INSTRUCTIONS FOR THE TASK
Could you set down every record exactly as it appears?

DATASET EXTRACT

==================================================

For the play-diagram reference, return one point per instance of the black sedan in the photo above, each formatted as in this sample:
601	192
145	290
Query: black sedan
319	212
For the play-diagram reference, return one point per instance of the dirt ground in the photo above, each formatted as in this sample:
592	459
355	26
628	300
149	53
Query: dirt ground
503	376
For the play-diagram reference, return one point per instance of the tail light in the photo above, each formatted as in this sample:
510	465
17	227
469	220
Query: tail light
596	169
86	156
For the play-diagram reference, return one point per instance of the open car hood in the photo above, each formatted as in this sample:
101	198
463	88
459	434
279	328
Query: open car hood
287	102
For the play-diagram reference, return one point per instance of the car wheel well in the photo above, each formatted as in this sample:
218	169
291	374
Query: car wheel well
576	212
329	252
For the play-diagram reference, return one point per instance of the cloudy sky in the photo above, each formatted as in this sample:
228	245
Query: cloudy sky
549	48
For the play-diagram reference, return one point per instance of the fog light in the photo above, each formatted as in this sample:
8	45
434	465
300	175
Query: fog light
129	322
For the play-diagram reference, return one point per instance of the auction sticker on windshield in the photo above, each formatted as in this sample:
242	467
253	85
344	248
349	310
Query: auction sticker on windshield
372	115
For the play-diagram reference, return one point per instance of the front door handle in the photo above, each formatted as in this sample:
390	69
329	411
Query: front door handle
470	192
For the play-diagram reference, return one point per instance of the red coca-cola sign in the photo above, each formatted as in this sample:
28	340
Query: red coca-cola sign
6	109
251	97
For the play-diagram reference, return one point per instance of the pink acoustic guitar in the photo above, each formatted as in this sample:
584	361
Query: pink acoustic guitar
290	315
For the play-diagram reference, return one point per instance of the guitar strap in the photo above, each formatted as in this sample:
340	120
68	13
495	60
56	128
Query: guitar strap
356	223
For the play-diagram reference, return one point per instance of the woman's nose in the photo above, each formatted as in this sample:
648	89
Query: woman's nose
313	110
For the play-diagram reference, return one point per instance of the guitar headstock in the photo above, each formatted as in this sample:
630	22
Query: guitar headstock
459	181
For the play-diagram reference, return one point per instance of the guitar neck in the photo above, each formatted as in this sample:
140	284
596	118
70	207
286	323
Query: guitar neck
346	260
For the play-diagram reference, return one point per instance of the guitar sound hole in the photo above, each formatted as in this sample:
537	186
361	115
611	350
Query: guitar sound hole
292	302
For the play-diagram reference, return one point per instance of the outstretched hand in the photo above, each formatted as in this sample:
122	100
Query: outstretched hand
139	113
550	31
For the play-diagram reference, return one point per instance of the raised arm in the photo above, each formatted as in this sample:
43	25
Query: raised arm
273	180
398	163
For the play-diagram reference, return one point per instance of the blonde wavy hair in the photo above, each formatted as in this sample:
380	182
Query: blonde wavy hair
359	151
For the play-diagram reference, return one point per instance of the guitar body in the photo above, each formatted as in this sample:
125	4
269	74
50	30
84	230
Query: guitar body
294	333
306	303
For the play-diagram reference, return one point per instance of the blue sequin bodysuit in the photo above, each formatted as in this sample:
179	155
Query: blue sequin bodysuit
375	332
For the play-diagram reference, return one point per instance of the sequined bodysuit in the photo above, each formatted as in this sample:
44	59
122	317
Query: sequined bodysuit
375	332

==================================================

ANSWER TO THE PROBLEM
For the play-diagram reference, return one point per instance of the black sedan in the photo above, each formatted as in this sample:
601	192
145	290
Query: black sedan
319	212
For the play-diagram reference, return one point per instance of the dirt ground in the photo above, each formatted as in this sample:
592	459
355	26
628	300
149	53
Query: dirt ground
503	376
For the play-diagram reference, return one point per instance of the tail light in the photo above, each formatted as in this sample:
510	465
17	227
469	220
Query: tail light
596	169
86	156
For the play-diagram reference, return one point per instance of the open car hood in the photo above, each formatted as in this sample:
101	198
463	88
459	434
279	328
Query: open car hood
287	102
For the play-diagram reference, return one point per instance of the car wheel well in the photo above, each formatted as in this sample:
218	169
291	374
Query: car wheel well
576	212
329	252
For the play-diagram reference, return one point per instance of the cloudy sky in the photo above, each formatted as in this sample:
228	245
Query: cloudy sky
549	48
For the play-diagram reference, return one point per instance of the fog light in the photo above, each formatted as in this sample:
8	45
434	465
300	175
Query: fog light
129	322
For the play-diagram reference, return one point per instance of the auction sticker on windshield in the photo above, each formatted as in this sample:
242	467
253	85
344	248
349	310
Query: auction sticker on windshield
372	115
For the play-diagram reference, return one point per instance of the front door handle in the photo above, each formatted as in this sample:
390	69
329	411
Query: front door handle
470	192
For the play-diagram reference, return one point per instance of the red coca-cola sign in the photo above, each formatted as in this sample:
28	340
Query: red coca-cola sign
6	109
251	97
For the play-diagram reference, return one point per instance of the pink acoustic guitar in the photo above, each formatted as in this sample:
584	361
Query: pink acoustic guitar
290	315
For the play-diagram reference, return one point per instance of the guitar strap in the photo above, each formatted as in this sample:
340	120
68	13
495	60
56	128
Query: guitar strap
356	223
For the play-diagram reference, return one point per instance of the woman's nose in the photo above, each formatted as in this sample:
648	89
Query: woman's nose
313	110
For the play-diagram reference, return one point per instance of the guitar headstock in the photo above, each formatted as in this sample:
630	22
Query: guitar headstock
459	181
For the play-diagram reference, return one point per instance of the guitar neck in the photo above, each formatted as in this sample:
140	284
596	118
70	207
286	323
Query: guitar neck
346	260
For the play-diagram reference, return one point per instance of the guitar sound hole in the photo above, each formatted as in this sample:
537	186
361	115
611	350
Query: guitar sound hole
292	302
For the play-diagram reference, return one point per instance of the outstretched hand in the photo above, each formatted as in this sample:
122	100
Query: outstretched hand
139	113
550	31
For the play-diagram reference, return one point per instance of the raised arm in the photo above, each formatted as in this sample:
43	25
Query: raised arm
273	180
398	163
For the play-diagram reference, return one point per instance of the blonde wavy hair in the photo above, each formatted as in this sample:
380	182
Query: blonde wavy hair
359	151
For the play-diagram reference, return one point per instance of the guitar body in the photo above, each formatted as in this sample:
125	4
269	74
50	30
84	230
Query: guitar body
294	333
306	303
For the play-diagram reference, return one point per instance of the blue sequin bodysuit in the photo above, each formatted as in this sample:
179	155
Query: blue sequin bodysuit
375	332
For the play-diagram reference, return one point per instance of the sequined bodysuit in the photo above, each formatted as in this sample:
44	59
122	317
Query: sequined bodysuit
375	332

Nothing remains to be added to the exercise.